▶ Dataset entries:
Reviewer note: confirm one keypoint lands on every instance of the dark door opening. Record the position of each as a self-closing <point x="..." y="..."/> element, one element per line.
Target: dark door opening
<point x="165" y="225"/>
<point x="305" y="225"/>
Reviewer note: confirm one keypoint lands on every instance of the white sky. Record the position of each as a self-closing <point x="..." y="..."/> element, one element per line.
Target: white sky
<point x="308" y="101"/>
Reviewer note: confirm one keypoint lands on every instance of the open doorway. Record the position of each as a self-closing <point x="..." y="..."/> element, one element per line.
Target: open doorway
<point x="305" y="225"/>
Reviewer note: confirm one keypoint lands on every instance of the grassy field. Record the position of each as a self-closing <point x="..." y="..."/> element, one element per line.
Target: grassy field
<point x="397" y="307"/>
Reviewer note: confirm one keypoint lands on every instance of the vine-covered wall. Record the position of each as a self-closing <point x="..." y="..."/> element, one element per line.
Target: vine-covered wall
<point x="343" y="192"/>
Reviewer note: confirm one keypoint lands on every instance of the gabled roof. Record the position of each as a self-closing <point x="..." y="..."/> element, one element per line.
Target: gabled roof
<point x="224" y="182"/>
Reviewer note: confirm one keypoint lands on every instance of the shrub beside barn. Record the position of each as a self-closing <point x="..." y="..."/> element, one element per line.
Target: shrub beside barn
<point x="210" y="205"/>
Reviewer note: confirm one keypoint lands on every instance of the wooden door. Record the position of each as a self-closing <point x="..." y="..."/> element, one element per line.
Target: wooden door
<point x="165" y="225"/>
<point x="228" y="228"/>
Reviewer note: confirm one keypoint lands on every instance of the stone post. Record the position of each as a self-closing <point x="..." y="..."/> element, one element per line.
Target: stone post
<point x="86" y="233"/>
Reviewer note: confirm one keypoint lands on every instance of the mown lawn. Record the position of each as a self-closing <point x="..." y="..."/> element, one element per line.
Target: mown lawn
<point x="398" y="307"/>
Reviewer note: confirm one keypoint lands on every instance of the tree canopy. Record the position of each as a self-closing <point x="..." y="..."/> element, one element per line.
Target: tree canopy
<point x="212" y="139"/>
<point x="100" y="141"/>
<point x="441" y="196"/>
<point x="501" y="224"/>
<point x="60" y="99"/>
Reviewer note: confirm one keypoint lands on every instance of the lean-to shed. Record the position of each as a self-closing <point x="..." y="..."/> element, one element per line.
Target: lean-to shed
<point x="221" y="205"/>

▶ TASK OBJECTIVE: Please repeat every entry, exactly as it was written.

▶ TASK RESULT:
Reviewer note: confirm one keypoint lands on every instance of the dark door opening. Record the position of each as a self-closing <point x="..." y="..."/> element, one element per line.
Target: dark door opening
<point x="165" y="225"/>
<point x="305" y="225"/>
Reviewer note: confirm one keypoint lands on every instance of the white sky. Record the position of each as a self-closing <point x="..." y="..."/> element, one element per line.
Target: white sky
<point x="308" y="101"/>
Reviewer note: confirm one keypoint lands on every instance of the open doorway. Record the position of each as a self-closing <point x="..." y="..."/> element, one element per line.
Target: open doorway
<point x="305" y="225"/>
Reviewer note: confirm one keypoint lands on every instance of the grassy field. Record the position of each as a self-closing <point x="..." y="..."/> element, one element per line.
Target: grassy field
<point x="397" y="307"/>
Reviewer note: confirm one keypoint lands on every instance of the vine-covered wall. Record the position of each as a self-closing <point x="..." y="..."/> element, one element per line.
Target: vine-covered wall
<point x="343" y="192"/>
Reviewer note: confirm one keypoint lands on every instance of the gabled roof. Record the position of each as a self-closing <point x="..." y="..."/> element, one element per line.
Target: gabled roof
<point x="224" y="182"/>
Reviewer note: confirm one keypoint lands on every instance of the shrub beside barn. Record the position of each as a self-closing <point x="..." y="..."/> element, one element per line.
Target: shrub beside barn
<point x="210" y="205"/>
Reviewer note: confirm one keypoint lands on every instance of the wooden door. Record the position of each as a self-closing <point x="..." y="..."/> element, one element per line.
Target: wooden door
<point x="165" y="225"/>
<point x="228" y="228"/>
Reviewer note: confirm one keypoint lands on every instance of the stone post. Record the position of each as a self-closing <point x="..." y="..."/> element, one element per line.
Target: stone post
<point x="86" y="233"/>
Reviewer note: confirm one keypoint lands on every instance of the mown lawn. Record the position of each as a self-closing <point x="..." y="..."/> element, one element per line.
Target: mown lawn
<point x="398" y="307"/>
Reviewer note: confirm one keypoint lands on every instance of the tree canopy. Record the position of each as a self-closing <point x="..." y="..."/> element, one element per line.
Target: tree canopy
<point x="212" y="139"/>
<point x="100" y="141"/>
<point x="441" y="196"/>
<point x="501" y="224"/>
<point x="60" y="99"/>
Reviewer note: confirm one keypoint lands on every instance of the lean-to shed. Record the position of each as a self-closing <point x="..." y="..."/> element, one element per line.
Target: lean-to shed
<point x="221" y="205"/>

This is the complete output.